[Stored data]
.....
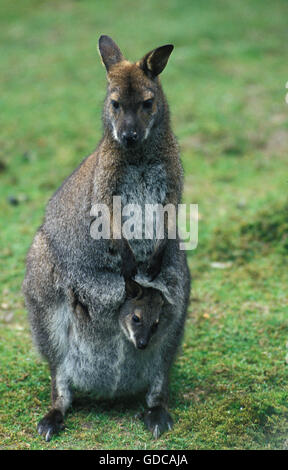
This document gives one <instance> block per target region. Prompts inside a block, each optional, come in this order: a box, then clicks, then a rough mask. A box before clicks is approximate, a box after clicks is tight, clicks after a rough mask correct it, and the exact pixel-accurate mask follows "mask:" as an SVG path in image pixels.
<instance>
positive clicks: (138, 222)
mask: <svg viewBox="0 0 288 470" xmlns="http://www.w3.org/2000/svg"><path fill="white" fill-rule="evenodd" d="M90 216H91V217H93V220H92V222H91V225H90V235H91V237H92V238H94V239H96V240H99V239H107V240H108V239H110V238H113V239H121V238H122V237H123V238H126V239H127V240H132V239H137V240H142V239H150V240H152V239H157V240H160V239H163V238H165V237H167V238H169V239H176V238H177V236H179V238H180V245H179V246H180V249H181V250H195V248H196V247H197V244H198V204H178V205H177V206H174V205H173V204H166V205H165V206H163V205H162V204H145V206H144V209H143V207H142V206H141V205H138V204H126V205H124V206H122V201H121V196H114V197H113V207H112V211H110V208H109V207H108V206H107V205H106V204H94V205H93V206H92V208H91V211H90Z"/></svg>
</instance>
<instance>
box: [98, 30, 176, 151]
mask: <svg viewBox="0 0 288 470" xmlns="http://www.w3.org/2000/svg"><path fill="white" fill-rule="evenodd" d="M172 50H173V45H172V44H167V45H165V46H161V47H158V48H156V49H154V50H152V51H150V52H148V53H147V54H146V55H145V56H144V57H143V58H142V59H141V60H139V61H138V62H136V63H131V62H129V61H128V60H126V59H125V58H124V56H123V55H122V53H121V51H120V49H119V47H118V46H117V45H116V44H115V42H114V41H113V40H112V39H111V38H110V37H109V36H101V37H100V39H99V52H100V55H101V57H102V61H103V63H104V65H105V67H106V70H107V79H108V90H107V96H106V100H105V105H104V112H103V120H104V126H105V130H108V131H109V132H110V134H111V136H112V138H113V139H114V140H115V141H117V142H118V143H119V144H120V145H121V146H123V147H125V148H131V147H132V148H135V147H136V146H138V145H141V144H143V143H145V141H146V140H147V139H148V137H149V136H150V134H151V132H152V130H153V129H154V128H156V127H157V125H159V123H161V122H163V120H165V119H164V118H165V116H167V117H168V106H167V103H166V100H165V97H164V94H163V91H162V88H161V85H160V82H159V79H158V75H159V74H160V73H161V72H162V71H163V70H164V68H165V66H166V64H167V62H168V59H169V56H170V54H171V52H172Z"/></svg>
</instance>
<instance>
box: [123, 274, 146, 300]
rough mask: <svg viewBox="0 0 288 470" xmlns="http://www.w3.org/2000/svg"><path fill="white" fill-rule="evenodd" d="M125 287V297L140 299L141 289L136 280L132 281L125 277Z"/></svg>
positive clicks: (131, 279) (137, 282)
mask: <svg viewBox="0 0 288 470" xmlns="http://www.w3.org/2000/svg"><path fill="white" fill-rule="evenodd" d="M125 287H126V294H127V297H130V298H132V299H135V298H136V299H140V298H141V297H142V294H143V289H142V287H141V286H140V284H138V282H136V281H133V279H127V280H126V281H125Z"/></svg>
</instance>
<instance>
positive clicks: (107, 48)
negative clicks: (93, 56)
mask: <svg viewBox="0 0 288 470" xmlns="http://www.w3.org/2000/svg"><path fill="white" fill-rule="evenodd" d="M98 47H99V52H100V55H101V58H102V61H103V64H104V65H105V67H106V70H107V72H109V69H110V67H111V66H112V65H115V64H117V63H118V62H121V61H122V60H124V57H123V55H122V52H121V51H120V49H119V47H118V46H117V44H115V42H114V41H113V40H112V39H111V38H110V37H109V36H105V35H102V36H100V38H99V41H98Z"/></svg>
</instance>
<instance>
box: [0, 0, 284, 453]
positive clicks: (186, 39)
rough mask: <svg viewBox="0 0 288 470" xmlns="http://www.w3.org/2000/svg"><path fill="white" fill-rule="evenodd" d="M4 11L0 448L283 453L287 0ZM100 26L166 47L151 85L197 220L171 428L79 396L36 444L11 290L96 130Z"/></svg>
.....
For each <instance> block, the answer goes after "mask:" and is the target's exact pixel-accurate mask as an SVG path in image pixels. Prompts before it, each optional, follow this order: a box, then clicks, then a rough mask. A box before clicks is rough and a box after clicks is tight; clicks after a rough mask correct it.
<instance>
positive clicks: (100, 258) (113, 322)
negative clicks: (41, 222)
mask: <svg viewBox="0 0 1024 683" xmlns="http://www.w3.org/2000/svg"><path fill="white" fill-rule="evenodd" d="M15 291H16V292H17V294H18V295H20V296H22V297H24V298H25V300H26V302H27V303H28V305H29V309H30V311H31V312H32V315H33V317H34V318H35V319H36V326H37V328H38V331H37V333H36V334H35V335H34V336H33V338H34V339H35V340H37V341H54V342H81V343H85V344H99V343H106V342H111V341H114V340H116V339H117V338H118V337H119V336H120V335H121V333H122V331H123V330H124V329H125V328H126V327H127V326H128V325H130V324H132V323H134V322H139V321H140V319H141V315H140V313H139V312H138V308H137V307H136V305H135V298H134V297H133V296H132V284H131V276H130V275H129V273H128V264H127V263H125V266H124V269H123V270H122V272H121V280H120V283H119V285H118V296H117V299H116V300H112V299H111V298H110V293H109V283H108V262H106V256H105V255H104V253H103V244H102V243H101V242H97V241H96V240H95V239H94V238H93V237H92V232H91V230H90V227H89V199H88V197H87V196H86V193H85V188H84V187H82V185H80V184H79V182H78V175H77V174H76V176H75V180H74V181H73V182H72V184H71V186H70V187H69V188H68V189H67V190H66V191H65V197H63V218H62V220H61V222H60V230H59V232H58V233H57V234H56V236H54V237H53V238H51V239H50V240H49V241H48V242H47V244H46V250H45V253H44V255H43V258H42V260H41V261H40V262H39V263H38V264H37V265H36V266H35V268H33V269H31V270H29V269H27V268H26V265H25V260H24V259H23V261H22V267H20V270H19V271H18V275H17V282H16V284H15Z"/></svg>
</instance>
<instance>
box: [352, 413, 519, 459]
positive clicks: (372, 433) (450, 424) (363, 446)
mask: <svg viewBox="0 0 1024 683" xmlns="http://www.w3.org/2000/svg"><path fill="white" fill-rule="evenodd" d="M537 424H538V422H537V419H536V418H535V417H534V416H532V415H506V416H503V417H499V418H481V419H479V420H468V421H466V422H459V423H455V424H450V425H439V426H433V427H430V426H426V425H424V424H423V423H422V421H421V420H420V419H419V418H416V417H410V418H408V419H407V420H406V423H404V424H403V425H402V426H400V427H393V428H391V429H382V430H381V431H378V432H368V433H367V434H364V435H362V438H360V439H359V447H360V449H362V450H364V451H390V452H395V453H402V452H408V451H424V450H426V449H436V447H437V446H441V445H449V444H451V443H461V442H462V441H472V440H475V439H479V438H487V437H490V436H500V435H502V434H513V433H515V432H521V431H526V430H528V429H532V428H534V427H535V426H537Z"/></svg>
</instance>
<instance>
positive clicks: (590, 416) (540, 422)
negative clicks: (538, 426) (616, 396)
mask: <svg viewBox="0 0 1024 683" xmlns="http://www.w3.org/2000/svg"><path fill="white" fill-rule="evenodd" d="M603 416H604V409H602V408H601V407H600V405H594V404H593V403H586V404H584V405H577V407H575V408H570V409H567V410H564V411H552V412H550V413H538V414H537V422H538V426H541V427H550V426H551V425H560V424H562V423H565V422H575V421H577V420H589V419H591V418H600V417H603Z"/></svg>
.....
(DIRECTIONS): A single number is expected: how many lines in the records contain the string "order".

(SOLUTION FOR THIS PROBLEM): 2